DATA SECTION:
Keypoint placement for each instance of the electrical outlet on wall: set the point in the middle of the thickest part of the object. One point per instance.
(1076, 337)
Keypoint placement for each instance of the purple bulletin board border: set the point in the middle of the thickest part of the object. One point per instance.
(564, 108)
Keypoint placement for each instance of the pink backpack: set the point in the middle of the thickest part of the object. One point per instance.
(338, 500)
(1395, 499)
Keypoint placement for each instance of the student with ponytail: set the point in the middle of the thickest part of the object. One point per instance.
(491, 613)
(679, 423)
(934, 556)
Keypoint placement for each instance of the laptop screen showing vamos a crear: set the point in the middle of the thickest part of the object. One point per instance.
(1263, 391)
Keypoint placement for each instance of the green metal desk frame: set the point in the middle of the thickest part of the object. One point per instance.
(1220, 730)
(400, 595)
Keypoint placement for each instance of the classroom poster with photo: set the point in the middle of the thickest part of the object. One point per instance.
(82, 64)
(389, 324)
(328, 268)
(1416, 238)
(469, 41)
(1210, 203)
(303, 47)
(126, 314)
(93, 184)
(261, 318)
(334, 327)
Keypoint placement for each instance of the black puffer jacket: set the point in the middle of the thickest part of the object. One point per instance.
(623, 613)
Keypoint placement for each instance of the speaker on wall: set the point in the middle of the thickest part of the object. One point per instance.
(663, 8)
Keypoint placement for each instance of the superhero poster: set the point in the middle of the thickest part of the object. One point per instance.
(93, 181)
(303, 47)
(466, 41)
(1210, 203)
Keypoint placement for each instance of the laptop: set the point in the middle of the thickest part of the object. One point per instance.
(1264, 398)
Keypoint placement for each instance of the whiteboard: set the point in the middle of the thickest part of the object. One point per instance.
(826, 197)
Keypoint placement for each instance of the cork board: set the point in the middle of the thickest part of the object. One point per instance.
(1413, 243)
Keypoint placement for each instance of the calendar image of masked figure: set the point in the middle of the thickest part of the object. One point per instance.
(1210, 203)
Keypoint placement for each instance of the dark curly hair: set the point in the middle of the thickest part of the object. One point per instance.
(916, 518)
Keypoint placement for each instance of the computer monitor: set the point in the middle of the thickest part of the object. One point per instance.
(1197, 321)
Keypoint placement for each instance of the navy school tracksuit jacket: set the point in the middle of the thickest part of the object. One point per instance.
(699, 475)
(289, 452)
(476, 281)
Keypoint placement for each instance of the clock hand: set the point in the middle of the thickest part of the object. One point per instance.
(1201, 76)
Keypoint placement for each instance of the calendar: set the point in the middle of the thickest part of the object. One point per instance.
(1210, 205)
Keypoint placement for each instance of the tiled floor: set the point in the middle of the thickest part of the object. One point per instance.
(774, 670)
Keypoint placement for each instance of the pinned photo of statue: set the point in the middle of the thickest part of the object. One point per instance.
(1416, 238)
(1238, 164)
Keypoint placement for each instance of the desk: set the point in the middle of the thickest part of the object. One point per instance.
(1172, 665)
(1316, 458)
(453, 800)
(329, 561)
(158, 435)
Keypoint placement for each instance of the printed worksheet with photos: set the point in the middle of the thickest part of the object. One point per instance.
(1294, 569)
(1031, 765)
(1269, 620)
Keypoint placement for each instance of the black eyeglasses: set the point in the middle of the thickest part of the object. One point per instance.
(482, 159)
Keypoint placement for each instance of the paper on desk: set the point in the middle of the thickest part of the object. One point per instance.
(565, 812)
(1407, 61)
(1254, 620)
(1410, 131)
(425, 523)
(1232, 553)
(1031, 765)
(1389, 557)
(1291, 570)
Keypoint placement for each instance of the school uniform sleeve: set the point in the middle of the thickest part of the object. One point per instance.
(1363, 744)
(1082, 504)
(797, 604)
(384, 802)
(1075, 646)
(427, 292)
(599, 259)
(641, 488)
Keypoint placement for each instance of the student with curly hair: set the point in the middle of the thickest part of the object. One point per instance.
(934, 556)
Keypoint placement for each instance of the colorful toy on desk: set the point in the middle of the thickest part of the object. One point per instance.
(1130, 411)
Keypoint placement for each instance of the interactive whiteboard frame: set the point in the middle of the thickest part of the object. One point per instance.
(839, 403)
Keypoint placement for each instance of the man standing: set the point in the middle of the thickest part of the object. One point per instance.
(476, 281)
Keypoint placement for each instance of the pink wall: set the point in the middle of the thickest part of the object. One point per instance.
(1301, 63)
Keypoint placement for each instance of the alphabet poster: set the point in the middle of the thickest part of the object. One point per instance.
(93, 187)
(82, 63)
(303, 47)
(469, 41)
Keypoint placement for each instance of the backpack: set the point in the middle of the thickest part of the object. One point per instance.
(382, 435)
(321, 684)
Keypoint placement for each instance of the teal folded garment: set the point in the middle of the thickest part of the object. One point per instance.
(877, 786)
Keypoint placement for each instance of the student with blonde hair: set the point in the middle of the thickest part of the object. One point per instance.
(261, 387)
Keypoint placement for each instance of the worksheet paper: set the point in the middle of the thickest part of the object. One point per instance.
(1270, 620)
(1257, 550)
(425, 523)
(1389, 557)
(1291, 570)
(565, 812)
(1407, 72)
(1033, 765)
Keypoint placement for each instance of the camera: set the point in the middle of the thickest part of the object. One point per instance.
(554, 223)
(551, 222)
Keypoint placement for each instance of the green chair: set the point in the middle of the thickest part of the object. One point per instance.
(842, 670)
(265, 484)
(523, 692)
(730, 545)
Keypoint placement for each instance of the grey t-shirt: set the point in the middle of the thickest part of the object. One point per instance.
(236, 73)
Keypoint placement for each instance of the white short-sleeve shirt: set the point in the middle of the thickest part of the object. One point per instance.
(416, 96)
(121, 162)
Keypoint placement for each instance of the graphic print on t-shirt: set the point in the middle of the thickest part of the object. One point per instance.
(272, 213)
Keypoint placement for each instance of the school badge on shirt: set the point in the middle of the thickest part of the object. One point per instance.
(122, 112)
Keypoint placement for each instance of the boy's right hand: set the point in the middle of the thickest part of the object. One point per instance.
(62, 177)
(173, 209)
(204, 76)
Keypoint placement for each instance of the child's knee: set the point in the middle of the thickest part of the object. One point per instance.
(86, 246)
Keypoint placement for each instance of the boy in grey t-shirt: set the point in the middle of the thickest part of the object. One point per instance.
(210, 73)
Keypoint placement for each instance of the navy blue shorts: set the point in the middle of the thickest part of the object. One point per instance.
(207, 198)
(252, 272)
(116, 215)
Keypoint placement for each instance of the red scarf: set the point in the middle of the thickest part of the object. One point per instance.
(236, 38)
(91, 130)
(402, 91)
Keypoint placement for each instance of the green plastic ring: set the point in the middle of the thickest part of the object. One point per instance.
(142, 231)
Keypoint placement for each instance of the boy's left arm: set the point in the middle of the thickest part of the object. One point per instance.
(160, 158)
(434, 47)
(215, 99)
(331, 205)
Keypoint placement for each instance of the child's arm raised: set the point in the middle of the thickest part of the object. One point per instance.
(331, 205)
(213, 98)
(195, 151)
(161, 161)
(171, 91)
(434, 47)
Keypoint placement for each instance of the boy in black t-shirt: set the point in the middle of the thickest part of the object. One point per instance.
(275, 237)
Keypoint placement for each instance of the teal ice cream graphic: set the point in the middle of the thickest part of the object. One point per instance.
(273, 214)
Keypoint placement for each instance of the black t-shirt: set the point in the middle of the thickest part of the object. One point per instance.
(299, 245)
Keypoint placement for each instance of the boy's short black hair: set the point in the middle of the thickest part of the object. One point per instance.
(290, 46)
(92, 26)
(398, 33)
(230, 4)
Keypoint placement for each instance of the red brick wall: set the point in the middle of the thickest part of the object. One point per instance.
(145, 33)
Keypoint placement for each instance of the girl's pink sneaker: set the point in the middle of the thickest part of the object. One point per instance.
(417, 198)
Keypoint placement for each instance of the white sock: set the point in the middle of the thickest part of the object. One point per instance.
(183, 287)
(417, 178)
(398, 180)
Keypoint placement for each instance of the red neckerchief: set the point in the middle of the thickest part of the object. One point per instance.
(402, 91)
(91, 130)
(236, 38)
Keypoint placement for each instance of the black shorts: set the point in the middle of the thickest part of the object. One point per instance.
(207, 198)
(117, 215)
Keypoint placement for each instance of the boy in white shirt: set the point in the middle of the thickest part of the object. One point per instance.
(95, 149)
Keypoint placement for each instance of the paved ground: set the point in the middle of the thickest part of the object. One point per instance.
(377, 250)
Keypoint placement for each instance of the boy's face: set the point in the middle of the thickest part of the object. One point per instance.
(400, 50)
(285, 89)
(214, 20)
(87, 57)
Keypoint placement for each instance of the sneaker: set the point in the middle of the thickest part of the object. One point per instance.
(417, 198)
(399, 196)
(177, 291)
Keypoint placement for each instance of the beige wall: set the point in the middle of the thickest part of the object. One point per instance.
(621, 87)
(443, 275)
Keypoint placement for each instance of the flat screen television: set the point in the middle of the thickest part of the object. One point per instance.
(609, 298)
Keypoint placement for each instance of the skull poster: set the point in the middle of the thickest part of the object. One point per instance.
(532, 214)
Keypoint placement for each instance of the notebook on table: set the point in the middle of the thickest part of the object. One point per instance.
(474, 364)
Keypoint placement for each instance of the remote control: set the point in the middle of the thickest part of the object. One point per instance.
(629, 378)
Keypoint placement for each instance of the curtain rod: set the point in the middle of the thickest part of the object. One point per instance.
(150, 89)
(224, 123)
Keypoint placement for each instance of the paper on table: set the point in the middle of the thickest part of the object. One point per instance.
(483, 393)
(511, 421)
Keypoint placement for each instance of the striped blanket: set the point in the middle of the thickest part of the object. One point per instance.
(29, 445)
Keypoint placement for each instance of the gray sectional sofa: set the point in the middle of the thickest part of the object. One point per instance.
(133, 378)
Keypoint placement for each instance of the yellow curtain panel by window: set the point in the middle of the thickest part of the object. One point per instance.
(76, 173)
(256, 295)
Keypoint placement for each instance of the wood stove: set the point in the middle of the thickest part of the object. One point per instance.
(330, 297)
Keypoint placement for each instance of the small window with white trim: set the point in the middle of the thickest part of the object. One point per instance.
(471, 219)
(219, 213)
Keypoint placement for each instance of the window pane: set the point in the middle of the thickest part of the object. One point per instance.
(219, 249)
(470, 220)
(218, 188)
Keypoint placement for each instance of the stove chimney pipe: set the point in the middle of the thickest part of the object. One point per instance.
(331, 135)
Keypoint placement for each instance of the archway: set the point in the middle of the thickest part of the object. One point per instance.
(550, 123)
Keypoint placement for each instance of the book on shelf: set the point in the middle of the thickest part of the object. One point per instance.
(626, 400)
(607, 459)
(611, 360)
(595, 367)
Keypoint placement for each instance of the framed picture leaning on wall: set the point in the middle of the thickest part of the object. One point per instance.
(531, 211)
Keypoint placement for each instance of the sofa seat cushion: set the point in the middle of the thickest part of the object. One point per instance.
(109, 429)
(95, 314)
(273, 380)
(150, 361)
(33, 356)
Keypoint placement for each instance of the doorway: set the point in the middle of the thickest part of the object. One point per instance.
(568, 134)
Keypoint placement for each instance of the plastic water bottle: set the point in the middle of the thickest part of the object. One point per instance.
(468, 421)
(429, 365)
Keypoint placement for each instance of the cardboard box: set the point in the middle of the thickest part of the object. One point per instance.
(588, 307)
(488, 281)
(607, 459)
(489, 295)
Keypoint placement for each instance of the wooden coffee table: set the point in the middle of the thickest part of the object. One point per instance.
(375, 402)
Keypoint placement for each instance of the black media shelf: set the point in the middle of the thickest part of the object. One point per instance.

WHAT TO WORK ON:
In the entries above, find the line containing "Keypoint placement for each instance of the framed". Set down that line and every line after it through the last one, exactly and alone.

RESULT FOR THIS EXERCISE:
Keypoint placement for each instance of the framed picture leaning on wall: set the point in the middle of the thickest part of the object. One point per instance.
(531, 211)
Keypoint placement for each instance of the sofa seat cushion: set the point in the middle of the thickest part of the object. One point per instance.
(109, 429)
(95, 314)
(273, 380)
(150, 361)
(33, 356)
Keypoint placement for each instance of the doorway: set the point in the middle of the thickest part of the object. One point per instance.
(568, 134)
Keypoint placement for each instance of the plastic water bottle: set the point in the middle of the thickest part of the object. One point per instance.
(468, 421)
(429, 365)
Keypoint placement for each instance of the cardboard box: set the point in the middle of the thickest part of the object. One point per instance.
(588, 307)
(488, 281)
(607, 459)
(489, 295)
Keypoint placement for each instance of the wooden coffee table: set the point in the middle of the thickest part of the object. One point per instance.
(375, 402)
Keypoint placement for each instance of the black media shelf: set the point in the middle of the thickest part of the object. One point per instance.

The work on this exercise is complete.